▶ SHORT TASK 1: In the patch review excerpt, which two callbacks does it say can be used during resuming?
▶ SHORT TASK 2: Please gather every line of the records that contains the word "riprap", treating uppercase and lowercase as different.

▶ EXTRACT TO READ:
Backing storage can be allocated on access, that is from fault handler,
but will remain allocated for entire life of device.

This can be moved to .save_setup and unmmap from .save_cleanup,
similarly during resuming .load_setup and .load_cleanup can be used.
I'll update patch in next iteration.

>> +    }
>> +
>> +    return 0;
>> +
>> +err:
>> +    vfio_migration_region_exit(vbasedev);
>> +    return ret;
>> +}
>> +
>> +static int vfio_migration_set_state(VFIODevice *vbasedev, uint32_t state)
>> +{
>> +    VFIOMigration *migration = vbasedev->migration;
>> +    VFIORegion *region = &migration->region.buffer;
>> +    int ret = 0;
>> +
>> +    ret = pwrite(vbasedev->fd, &state, sizeof(state),
>> +                 region->fd_offset + offsetof(struct vfio_device_migration_info,
>> +                                              device_state));
>> +    if (ret < 0) {
>> +        error_report("Failed to set migration state %d %s",
>> +                     ret, strerror(errno));
>> +        return ret;
>> +    }
>> +
>> +    vbasedev->device_state = state;
>> +    return 0;
>> +}
>> +
>> +void vfio_get_dirty_page_list(VFIODevice *vbasedev,
>> +                              uint64_t start_pfn,
>> +                              uint64_t pfn_count,
>> +                              uint64_t page_size)

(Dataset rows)

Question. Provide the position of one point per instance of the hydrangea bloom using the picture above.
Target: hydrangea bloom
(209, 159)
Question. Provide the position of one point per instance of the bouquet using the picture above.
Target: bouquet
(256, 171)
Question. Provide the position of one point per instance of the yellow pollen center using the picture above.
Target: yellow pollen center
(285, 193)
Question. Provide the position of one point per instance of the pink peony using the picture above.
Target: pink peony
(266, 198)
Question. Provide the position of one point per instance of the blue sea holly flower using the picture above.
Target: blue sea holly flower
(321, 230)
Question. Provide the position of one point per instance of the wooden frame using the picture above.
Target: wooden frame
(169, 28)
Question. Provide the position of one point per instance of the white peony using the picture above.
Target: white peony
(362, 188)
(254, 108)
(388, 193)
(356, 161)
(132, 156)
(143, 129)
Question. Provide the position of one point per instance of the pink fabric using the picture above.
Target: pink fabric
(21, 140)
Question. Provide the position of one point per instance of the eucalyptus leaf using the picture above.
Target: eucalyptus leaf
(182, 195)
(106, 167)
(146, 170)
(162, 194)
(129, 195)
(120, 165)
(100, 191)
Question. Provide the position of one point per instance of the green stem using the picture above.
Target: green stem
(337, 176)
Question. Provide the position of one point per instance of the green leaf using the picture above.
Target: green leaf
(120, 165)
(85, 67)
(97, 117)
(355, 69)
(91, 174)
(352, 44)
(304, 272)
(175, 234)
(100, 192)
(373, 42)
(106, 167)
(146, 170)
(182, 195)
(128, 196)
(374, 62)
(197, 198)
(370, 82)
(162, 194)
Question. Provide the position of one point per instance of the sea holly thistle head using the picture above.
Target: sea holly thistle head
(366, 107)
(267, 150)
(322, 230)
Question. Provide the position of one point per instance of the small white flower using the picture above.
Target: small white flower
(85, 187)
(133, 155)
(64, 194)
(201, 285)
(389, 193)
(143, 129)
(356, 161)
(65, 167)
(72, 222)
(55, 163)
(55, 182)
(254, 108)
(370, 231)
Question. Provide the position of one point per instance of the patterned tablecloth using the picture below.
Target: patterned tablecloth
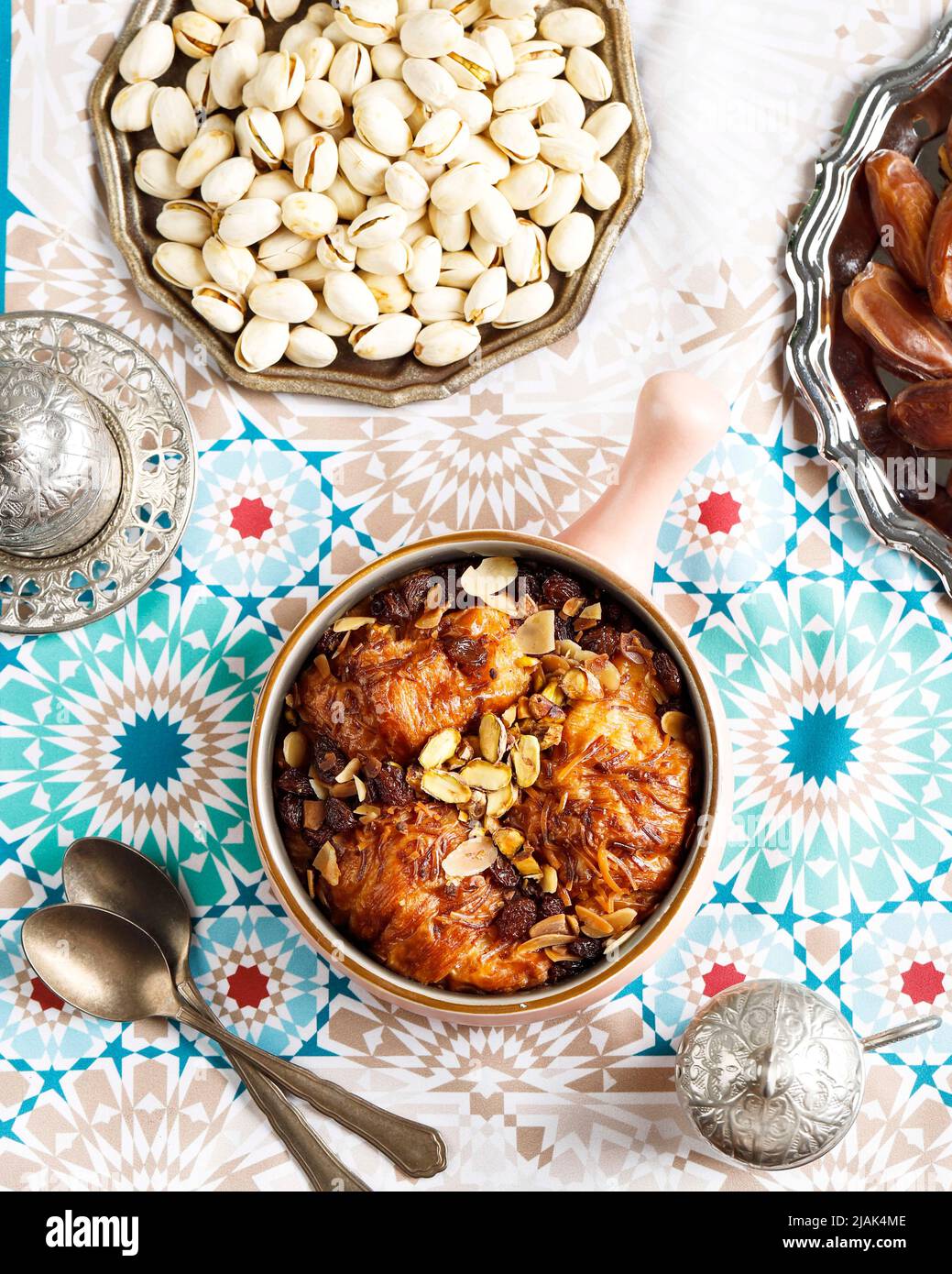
(832, 655)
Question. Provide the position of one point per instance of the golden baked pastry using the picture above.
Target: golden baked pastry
(488, 774)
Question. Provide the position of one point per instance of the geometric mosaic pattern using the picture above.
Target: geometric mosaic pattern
(832, 655)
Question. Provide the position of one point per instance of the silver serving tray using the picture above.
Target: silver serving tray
(905, 108)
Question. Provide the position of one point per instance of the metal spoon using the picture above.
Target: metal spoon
(110, 874)
(113, 875)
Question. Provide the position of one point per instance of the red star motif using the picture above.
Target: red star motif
(251, 519)
(720, 512)
(923, 983)
(247, 986)
(720, 977)
(43, 996)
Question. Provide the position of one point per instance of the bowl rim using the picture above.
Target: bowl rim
(365, 967)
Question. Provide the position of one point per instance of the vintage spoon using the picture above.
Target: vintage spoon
(108, 967)
(110, 874)
(113, 875)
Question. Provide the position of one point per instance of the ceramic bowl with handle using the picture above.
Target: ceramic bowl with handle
(677, 422)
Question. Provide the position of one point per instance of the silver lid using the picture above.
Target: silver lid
(770, 1074)
(60, 470)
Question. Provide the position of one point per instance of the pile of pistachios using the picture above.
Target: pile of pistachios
(397, 173)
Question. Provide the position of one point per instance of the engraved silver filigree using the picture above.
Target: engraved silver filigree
(770, 1074)
(808, 265)
(149, 427)
(60, 473)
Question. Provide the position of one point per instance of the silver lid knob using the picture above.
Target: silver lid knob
(772, 1075)
(60, 469)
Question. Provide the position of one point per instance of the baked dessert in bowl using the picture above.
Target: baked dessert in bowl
(487, 776)
(488, 750)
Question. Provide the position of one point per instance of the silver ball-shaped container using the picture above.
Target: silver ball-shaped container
(770, 1074)
(60, 469)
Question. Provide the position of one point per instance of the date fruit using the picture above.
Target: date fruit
(922, 414)
(903, 205)
(939, 258)
(900, 329)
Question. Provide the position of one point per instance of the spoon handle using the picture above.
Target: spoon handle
(416, 1149)
(322, 1167)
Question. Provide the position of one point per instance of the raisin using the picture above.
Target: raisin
(414, 591)
(548, 905)
(328, 757)
(290, 810)
(585, 947)
(296, 781)
(328, 642)
(529, 587)
(517, 918)
(466, 653)
(390, 787)
(668, 675)
(504, 873)
(390, 607)
(557, 588)
(338, 817)
(564, 969)
(600, 639)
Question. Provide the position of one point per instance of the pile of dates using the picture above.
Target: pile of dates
(902, 311)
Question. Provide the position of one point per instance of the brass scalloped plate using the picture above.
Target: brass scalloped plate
(395, 381)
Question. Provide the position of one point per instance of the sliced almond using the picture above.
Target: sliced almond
(537, 636)
(525, 761)
(297, 750)
(313, 814)
(349, 623)
(537, 944)
(445, 786)
(492, 738)
(619, 920)
(489, 577)
(439, 748)
(349, 770)
(558, 924)
(498, 803)
(491, 776)
(326, 862)
(677, 724)
(509, 841)
(470, 858)
(608, 675)
(593, 924)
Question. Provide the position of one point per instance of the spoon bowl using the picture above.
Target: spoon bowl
(100, 963)
(104, 873)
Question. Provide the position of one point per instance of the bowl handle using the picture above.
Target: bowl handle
(678, 420)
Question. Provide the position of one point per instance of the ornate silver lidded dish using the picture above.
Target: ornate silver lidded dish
(772, 1074)
(97, 470)
(60, 471)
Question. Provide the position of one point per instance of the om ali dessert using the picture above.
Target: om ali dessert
(487, 776)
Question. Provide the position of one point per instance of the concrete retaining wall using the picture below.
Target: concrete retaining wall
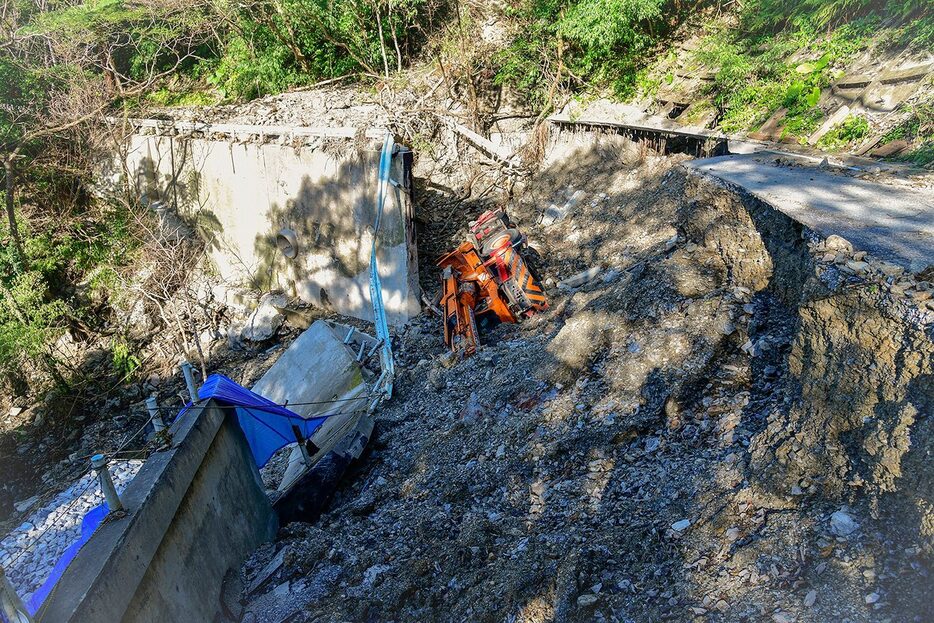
(193, 513)
(240, 195)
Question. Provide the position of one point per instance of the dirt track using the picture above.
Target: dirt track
(614, 459)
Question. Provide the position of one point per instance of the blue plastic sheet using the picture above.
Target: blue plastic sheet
(268, 427)
(89, 525)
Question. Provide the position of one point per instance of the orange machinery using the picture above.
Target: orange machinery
(486, 276)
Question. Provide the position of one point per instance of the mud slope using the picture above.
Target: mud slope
(668, 442)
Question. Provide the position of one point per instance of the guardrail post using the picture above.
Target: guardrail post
(158, 424)
(12, 607)
(99, 463)
(190, 382)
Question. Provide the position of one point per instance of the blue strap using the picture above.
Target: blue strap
(387, 363)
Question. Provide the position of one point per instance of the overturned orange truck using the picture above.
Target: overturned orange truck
(486, 275)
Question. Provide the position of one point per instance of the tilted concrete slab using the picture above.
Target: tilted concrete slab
(891, 222)
(320, 375)
(315, 369)
(239, 195)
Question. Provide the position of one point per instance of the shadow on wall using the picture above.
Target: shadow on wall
(239, 204)
(595, 472)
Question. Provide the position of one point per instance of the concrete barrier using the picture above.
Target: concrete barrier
(317, 200)
(194, 512)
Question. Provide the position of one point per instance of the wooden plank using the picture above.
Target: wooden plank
(485, 145)
(853, 81)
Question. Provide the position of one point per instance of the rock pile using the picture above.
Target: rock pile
(29, 552)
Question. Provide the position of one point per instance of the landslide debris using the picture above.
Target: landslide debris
(611, 459)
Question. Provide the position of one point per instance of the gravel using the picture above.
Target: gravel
(30, 551)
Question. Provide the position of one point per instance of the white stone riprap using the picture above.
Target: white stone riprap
(30, 551)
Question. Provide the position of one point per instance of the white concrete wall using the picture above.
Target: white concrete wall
(239, 195)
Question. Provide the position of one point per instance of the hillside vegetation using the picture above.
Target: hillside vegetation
(66, 65)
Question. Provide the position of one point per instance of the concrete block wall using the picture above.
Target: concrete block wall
(239, 196)
(194, 512)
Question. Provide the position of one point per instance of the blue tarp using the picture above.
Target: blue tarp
(267, 426)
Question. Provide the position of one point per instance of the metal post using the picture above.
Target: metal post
(306, 458)
(158, 424)
(99, 463)
(190, 381)
(11, 606)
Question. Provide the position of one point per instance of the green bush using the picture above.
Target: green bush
(848, 131)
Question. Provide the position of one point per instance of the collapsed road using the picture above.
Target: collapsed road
(722, 415)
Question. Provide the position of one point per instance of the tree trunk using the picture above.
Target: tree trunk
(11, 211)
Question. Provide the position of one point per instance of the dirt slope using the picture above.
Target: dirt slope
(594, 463)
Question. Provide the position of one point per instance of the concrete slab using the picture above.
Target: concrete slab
(890, 222)
(193, 513)
(316, 368)
(240, 196)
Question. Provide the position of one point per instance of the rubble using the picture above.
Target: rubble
(596, 462)
(31, 550)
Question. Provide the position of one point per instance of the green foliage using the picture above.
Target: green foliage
(125, 363)
(605, 42)
(256, 67)
(845, 133)
(918, 130)
(772, 15)
(35, 306)
(755, 78)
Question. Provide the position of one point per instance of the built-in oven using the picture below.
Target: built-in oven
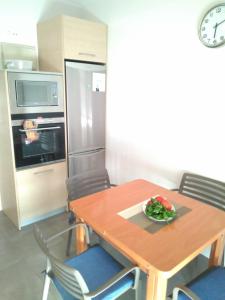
(38, 140)
(35, 92)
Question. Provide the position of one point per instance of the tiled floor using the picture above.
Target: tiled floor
(22, 262)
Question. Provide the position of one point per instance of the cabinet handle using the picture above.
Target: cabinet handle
(87, 54)
(43, 172)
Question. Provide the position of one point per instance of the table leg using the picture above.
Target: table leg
(216, 253)
(156, 287)
(80, 238)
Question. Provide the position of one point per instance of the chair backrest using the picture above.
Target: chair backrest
(87, 183)
(69, 278)
(205, 189)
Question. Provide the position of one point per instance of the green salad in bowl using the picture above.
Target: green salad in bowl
(159, 209)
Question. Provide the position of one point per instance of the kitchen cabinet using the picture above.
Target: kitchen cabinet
(30, 194)
(66, 37)
(41, 191)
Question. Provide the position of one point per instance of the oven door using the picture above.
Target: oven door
(44, 144)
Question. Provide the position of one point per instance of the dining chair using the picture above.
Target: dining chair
(210, 285)
(204, 189)
(81, 185)
(94, 274)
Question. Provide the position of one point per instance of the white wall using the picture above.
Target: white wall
(165, 91)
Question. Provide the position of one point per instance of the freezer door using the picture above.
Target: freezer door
(85, 89)
(86, 161)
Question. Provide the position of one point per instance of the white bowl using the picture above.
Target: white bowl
(156, 220)
(18, 64)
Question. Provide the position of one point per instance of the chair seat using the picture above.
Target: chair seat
(97, 267)
(208, 286)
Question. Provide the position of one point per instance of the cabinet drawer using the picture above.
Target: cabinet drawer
(41, 190)
(84, 40)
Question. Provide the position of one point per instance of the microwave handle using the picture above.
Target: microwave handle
(39, 129)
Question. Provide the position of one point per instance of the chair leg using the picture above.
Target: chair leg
(46, 287)
(69, 243)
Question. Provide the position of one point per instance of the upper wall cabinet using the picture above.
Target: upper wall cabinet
(67, 37)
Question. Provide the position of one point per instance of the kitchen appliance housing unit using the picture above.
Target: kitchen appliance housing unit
(33, 168)
(86, 104)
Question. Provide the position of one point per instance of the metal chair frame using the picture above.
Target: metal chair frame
(81, 185)
(70, 278)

▶ FULL RESPONSE 1: .load_setup and .load_cleanup

▶ FULL RESPONSE 2:
Question. Provide the position of one point per instance of the white stone riprap using the picture above.
Target: white stone riprap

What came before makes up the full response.